[Records contained in a dataset]
--*--
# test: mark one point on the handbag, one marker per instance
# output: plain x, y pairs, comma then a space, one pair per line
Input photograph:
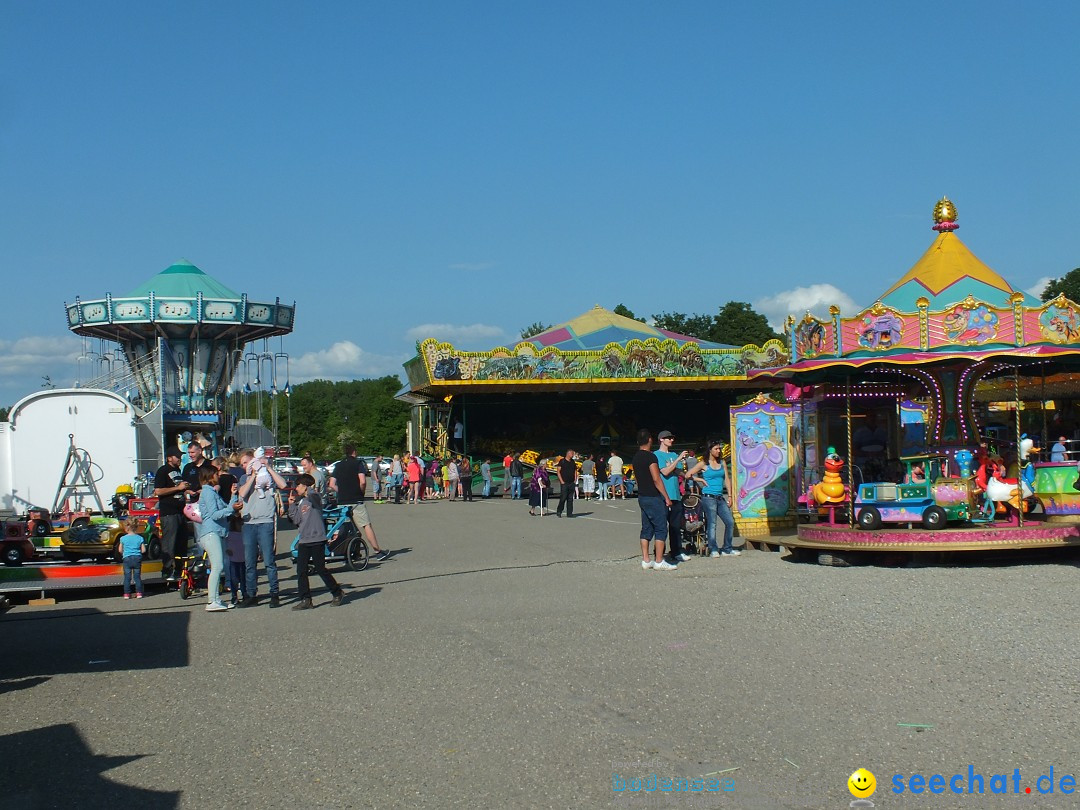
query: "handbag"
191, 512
--*--
▶ _Stated goal_
Write out every line of the records above again, requests included, but shift each coordinate in the answers by adding 122 to it. Leave the picture out.

▶ _Result below_
# test: mark one point on the handbag, one marker per instance
# output: plain x, y pairs, comma then a space, one pair per line
Input photograph:
query: "handbag"
313, 634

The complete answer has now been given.